TEXT UNDER STUDY.
Elliot Masie once said, “Bad education is bad education no matter how it is served.” He was referring to a trend in the education field at the time to turn everything into an automated PowerPoint and call it education. Healthcare has certainly been guilty of this. Prettying up our slides or automating them does not make them more educational.
The basic premises of education and the research behind them are pretty universal across industries. However, each industry has unique drivers, standards, challenges, and constraints that must be addressed—and this certainly applies to the healthcare industry.
If we fail to address those unique attributes, the education can be seen as irrelevant. As adults, we view our world through the lenses of our experiences and acquired knowledge. If something conflicts with our frame of reference, it can interrupt the learning process. For instance, if you are training neonatal nurses how to document patient care in an electronic health record system, but give them a scenario that has wrong drug doses for a neonate, they could be so distracted by the incorrect scenario that learning may not take place.
Healthcare’s Challenges in Education
Healthcare faces a continual state of change due to new research, government mandates, reimbursement models, and other issues. This creates a need for continual learning and changes to educational materials.
So, in addition to the day-to-day educational needs of new hire orientation and mandatory refresher courses, new equipment, systems, medical breakthroughs, processes, and payer modules are increasing the responsibility of clinicians. In addition to all these tasks, we must also teach clinicians how to educate patients and deal with increasing cuts. Unfortunately, education teams are being reduced in size right when clinicians need more education and are incurring higher patient-to-clinician ratios.

DATASET EXCERPTS.
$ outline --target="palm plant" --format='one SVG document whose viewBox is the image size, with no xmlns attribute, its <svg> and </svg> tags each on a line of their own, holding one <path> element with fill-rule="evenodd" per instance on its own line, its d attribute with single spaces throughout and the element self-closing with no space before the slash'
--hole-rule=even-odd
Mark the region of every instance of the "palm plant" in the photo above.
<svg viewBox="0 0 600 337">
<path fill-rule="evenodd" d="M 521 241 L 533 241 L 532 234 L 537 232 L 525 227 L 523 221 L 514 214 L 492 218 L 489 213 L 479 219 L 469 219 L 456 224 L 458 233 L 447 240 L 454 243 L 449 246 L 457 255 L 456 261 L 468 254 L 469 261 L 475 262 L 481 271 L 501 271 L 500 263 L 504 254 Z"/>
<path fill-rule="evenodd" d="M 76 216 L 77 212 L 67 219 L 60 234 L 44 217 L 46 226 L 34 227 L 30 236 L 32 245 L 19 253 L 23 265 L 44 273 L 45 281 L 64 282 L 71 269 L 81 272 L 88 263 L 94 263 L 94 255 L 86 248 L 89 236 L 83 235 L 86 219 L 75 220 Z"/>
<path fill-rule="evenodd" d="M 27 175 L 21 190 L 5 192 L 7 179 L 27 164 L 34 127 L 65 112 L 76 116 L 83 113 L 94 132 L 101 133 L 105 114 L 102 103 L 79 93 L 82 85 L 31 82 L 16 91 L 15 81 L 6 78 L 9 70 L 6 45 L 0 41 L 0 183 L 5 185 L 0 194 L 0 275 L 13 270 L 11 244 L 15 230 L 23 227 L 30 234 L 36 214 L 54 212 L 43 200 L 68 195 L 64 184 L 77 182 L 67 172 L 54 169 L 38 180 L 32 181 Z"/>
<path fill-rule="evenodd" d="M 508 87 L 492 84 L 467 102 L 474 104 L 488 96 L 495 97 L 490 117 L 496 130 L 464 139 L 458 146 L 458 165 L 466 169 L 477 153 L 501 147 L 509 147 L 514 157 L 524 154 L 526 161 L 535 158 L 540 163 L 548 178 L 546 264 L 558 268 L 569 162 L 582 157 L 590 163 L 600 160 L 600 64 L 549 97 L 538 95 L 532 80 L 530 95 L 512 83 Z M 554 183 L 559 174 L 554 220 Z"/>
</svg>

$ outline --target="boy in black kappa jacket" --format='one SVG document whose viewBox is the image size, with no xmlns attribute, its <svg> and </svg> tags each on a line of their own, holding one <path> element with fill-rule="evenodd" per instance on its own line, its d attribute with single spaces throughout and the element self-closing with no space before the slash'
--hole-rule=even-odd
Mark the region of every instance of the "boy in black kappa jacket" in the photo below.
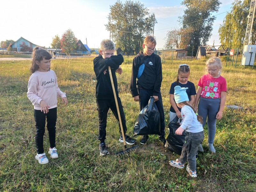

TASKS TO CARRY OUT.
[A] Translate this sentence from the healthcare education text into Spanish: "This creates a need for continual learning and changes to educational materials."
[B] According to the healthcare education text, what trend was Elliot Masie referring to with his remark about bad education?
[C] Resume the healthcare education text after its final sentence.

TASK-BY-TASK RESULTS.
[A] Esto genera la necesidad de un aprendizaje continuo y de cambios en los materiales educativos.

[B] A trend of turning everything into an automated PowerPoint and calling it education.

[C]
Response: Ask the Right Questions
It is more important than ever to deliver and reinforce education in a manner that creates true results. Doing things as we have always done them will no longer cut it. We must be looking for ways to help clinicians learn with ease so they can spend more time providing care to patients. Questions to ask include:
- Is our new hire education model still effective?
- Are there new technologies that can be utilized?
- Are there new methods that create better outcomes?
- How do I measure the outcomes to ensure I am spending my time in the right areas?
- How do I make sure I am delivering relevant content to each healthcare role?
- Am I properly prioritizing my work to ensure I am delivering the content most important to my organization?
- What are other healthcare organizations doing to obtain greater learning outcomes in a shorter amount of time?
Healthcare learners drive the work of healthcare learning professionals. However, organizational learning will always play a big role in achieving the outcomes that help manage the challenges of the healthcare sector. Therefore, organizational learning can increase satisfaction, recruitment, and retention, and promote healthy work environments.
Bottom line: Asking the questions above will be paramount to your success.